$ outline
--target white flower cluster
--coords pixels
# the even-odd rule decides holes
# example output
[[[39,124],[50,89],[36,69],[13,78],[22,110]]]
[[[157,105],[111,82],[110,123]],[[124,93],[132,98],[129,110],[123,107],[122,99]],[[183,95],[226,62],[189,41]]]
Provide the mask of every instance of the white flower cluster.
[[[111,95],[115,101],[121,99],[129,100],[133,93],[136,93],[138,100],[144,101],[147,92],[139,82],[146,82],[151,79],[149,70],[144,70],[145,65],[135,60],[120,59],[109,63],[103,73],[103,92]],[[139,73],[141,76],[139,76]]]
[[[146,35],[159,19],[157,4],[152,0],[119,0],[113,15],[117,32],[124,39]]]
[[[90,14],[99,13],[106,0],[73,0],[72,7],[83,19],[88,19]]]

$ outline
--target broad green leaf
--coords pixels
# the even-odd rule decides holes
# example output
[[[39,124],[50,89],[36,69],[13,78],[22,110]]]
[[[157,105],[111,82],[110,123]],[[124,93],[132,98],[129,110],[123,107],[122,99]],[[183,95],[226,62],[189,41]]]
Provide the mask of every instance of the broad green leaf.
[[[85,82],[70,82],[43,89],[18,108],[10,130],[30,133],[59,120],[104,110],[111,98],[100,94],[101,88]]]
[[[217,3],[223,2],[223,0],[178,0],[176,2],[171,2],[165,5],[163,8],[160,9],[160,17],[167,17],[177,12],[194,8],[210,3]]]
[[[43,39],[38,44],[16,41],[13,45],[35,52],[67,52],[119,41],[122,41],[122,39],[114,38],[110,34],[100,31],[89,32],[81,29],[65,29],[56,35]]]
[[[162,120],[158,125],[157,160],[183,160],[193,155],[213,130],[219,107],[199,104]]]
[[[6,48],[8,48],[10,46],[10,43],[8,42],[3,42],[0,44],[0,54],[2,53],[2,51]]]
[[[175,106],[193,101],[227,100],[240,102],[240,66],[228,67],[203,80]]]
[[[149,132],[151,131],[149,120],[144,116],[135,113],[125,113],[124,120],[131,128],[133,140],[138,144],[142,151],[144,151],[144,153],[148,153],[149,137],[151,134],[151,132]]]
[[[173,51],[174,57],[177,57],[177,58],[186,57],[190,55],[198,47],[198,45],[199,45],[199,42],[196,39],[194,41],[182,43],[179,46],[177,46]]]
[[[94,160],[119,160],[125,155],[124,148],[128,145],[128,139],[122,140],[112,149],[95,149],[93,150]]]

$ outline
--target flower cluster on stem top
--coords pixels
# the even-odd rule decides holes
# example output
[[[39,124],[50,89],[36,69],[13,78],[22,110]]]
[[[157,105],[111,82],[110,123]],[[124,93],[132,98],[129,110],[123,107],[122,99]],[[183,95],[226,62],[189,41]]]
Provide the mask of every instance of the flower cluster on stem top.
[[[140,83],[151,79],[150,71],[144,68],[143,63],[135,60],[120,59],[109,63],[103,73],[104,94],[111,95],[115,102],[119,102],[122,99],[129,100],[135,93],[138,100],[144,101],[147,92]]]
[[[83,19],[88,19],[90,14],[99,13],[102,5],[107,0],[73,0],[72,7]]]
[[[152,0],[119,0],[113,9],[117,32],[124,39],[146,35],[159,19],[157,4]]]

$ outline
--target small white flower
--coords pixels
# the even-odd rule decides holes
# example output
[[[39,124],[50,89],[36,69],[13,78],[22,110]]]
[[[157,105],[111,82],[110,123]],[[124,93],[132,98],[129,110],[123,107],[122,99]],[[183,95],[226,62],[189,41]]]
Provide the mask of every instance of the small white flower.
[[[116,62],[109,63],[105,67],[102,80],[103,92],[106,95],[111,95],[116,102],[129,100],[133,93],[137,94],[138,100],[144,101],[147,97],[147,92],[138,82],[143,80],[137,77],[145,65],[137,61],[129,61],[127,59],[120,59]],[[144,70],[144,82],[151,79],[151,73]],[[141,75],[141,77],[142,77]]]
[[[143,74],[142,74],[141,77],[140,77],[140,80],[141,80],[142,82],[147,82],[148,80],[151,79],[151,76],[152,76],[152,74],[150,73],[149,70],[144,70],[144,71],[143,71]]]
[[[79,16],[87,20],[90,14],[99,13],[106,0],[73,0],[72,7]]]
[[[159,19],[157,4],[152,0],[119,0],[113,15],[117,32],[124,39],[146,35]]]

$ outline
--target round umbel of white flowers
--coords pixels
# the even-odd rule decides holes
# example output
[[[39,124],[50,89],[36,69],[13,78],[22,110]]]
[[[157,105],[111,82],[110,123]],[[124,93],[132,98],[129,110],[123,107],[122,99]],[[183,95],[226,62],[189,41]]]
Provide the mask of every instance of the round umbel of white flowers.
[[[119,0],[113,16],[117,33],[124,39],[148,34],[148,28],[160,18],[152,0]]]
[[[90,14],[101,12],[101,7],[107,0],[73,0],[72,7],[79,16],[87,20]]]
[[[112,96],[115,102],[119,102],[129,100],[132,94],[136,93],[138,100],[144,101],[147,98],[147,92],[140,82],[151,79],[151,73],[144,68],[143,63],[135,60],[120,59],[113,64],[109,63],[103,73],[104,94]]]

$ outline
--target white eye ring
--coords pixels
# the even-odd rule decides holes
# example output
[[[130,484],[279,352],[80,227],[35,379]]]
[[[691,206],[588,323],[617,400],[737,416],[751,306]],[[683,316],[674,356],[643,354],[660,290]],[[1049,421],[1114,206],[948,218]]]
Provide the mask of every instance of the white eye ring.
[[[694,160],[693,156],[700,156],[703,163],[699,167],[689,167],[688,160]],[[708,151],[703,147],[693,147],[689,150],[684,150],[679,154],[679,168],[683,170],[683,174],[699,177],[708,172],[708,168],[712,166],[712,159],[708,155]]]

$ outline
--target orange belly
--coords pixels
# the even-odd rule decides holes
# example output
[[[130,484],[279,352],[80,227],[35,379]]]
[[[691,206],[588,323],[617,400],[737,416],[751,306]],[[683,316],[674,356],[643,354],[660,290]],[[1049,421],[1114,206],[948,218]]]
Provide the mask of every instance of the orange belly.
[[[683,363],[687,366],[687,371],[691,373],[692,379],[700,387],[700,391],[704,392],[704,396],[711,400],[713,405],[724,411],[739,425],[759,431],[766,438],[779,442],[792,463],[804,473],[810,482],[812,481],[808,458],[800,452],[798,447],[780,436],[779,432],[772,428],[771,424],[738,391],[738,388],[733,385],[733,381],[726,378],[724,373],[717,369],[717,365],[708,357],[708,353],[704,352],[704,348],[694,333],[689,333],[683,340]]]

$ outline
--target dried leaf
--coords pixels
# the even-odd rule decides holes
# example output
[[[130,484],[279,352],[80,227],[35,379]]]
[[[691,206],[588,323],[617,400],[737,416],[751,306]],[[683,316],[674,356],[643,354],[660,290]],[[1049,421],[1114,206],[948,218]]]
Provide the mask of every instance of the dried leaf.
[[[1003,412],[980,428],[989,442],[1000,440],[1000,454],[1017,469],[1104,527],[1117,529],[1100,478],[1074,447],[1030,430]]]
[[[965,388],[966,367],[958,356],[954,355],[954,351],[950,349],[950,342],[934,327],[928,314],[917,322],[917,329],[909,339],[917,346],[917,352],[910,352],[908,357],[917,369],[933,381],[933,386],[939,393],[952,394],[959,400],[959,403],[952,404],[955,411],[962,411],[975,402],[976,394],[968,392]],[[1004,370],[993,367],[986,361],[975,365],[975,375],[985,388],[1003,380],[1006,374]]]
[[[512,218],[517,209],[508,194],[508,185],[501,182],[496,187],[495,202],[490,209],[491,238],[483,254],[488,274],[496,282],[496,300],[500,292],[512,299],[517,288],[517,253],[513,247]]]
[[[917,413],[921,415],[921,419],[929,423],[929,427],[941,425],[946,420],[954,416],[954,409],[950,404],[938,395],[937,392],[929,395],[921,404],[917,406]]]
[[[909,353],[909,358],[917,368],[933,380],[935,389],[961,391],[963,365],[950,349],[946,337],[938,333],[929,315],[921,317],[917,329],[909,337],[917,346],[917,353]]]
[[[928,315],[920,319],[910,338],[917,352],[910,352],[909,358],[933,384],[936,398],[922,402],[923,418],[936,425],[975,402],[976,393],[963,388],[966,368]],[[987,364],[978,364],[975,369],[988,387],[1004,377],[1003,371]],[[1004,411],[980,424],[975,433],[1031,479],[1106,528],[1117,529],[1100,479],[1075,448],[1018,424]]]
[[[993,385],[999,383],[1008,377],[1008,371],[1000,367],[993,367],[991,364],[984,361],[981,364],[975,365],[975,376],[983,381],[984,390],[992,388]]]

▸ Your instructions
Copy whichever lines in the listing above hold "target".

▸ Output
--target white flower cluster
--target broad green leaf
--target flower cluster on stem top
--target small white flower
--target round umbel of white flowers
--target white eye ring
--target orange belly
--target dried leaf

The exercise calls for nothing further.